### Written problem 1:
Decide whether each statement about the C++ array thread below agrees with it: (a) the first version of the program works fine; (b) the answer says a pointer to a pointer refers to a two-dimensional array; (c) the answer suggests a template function that takes the array by reference. Answer yes or no for each and quote the deciding words.
### Written problem 2:
From the C++ array thread below, extract everything from "But now I want" down to "fillAndPrintArray(int **matrix, int n)".
### Written problem 3:
Render this sentence from the C++ array thread below in Spanish: "If you want to pass multidimensional array to a function you can use a template function and take the array by reference."

### Excerpt:
How to pass two-dimensional array to the function so that code would compile

Question

I'm trying to make a program which fill a quadratic matrix with some random values. So here the source code (which works fine):

#include <iostream>
#include <stdlib.h>
#include <iomanip>
using namespace std;
int main()
{
    int const n = 5;
    int matrix[n][n];
    for(int i=0; i<n; i++)
    {
        for(int j=0; j<n; j++)
        {
            matrix[i][j] = rand()%10;       // fill matrix
            cout<<setw(2)<<matrix[i][j];    // matrix output
        }
        cout<<"\n"; // new line
    }
}

But now I want to rewrite this code using my own function:

#include <iostream>
#include <stdlib.h>
#include <iomanip>
using namespace std;
void fillAndPrintArray (int **matrix, int n); // function prototype
int main()
{
    int const n = 5;
    int matrix[n][n];
    fillAndPrintArray(matrix, n);
}
void fillAndPrintArray(int **matrix, int n)
{
    for(int i=0; i<n; i++)
    {
        for(int j=0; j<n; j++)
        {
            matrix[i][j] = rand()%10;       // fill matrix 
            cout<<setw(2)<<matrix[i][j];
        }
        cout<<"\n"; // new line
    }
}

But I can't compile this code. I'm getting error:

||In function 'int main()':error: cannot convert 'int (*)[5]' to 'int**' for argument '1' to    'void fillAndPrintArray(int**, int)'.

I don't know how to fix this.

Answer 1

The problem is that you are passing a multidimensional array to a function that takes a pointer to a pointer. In regards to arrays this is a pointer to the first element of an array of pointers, not a two dimensional array.

If you want to pass multidimensional array to a function you can use a template function and take the array by reference.

template<std::size_t U, std::size_t V>
void func(const int (&arr)[U][V])
{
    // do stuff
}

int main()
{
    int arr1[10][10];
    int arr2[15][10];

    func(arr1);
    func(arr2);
}

To do this without a template function just replace U and V with the desired dimensions. for instance to pass a 5x5 array as in your question you would do this.

void func(const int(&arr)[5][5])
{
}

Object pointing dataset rows:
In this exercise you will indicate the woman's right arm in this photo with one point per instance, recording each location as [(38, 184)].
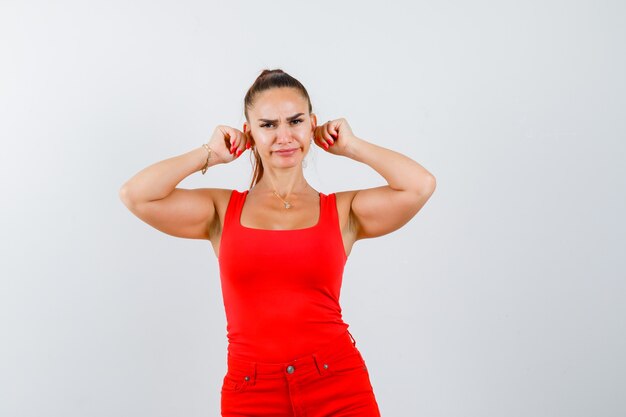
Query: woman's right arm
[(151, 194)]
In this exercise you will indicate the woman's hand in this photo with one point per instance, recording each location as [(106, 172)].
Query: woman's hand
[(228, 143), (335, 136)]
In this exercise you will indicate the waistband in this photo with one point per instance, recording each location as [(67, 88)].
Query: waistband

* * *

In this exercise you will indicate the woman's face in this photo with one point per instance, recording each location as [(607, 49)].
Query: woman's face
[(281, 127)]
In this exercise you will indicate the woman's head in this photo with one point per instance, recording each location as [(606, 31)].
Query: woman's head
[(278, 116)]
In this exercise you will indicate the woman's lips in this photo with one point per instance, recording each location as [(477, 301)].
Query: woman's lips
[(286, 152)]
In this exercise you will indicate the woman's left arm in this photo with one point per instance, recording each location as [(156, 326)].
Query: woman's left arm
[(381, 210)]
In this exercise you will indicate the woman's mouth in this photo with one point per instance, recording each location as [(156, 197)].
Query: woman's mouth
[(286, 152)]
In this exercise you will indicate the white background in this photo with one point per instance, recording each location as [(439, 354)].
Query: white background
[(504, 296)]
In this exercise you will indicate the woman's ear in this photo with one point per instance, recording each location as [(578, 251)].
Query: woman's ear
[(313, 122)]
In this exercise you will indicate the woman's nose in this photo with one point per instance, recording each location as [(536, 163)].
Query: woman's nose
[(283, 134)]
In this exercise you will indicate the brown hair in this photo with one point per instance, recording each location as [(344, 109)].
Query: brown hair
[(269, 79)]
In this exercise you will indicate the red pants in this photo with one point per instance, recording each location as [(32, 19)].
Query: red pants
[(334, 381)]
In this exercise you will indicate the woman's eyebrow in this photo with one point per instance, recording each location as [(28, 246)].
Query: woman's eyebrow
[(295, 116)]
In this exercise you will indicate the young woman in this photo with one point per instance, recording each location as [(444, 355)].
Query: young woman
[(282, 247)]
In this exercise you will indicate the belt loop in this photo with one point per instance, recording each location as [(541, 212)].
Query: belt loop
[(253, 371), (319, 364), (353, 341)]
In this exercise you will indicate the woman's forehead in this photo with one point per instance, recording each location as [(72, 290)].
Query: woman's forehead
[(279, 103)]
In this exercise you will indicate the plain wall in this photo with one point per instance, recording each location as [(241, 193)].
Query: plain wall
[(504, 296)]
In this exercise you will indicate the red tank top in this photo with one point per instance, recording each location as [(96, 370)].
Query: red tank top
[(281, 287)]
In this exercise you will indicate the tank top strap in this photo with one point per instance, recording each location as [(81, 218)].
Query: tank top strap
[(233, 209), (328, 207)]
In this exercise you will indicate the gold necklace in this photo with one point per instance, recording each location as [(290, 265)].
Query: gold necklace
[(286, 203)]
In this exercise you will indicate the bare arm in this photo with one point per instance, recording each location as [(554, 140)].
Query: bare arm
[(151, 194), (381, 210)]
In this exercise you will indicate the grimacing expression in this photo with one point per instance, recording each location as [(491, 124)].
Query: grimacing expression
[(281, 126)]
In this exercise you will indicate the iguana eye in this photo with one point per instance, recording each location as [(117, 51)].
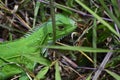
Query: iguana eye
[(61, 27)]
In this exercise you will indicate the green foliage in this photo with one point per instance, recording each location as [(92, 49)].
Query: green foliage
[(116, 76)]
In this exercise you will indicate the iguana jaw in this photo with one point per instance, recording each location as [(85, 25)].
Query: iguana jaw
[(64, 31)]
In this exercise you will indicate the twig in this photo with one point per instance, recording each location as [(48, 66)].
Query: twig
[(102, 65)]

### Correct output 1:
(a) Yes: "So here the source code (which works fine)"
(b) No: "this is a pointer to the first element of an array of pointers, not a two dimensional array"
(c) Yes: "you can use a template function and take the array by reference"

### Correct output 2:
But now I want to rewrite this code using my own function:

#include <iostream>
#include <stdlib.h>
#include <iomanip>
using namespace std;
void fillAndPrintArray (int **matrix, int n); // function prototype
int main()
{
    int const n = 5;
    int matrix[n][n];
    fillAndPrintArray(matrix, n);
}
void fillAndPrintArray(int **matrix, int n)

### Correct output 3:
Si quieres pasar un arreglo multidimensional a una función, puedes usar una función plantilla y tomar el arreglo por referencia.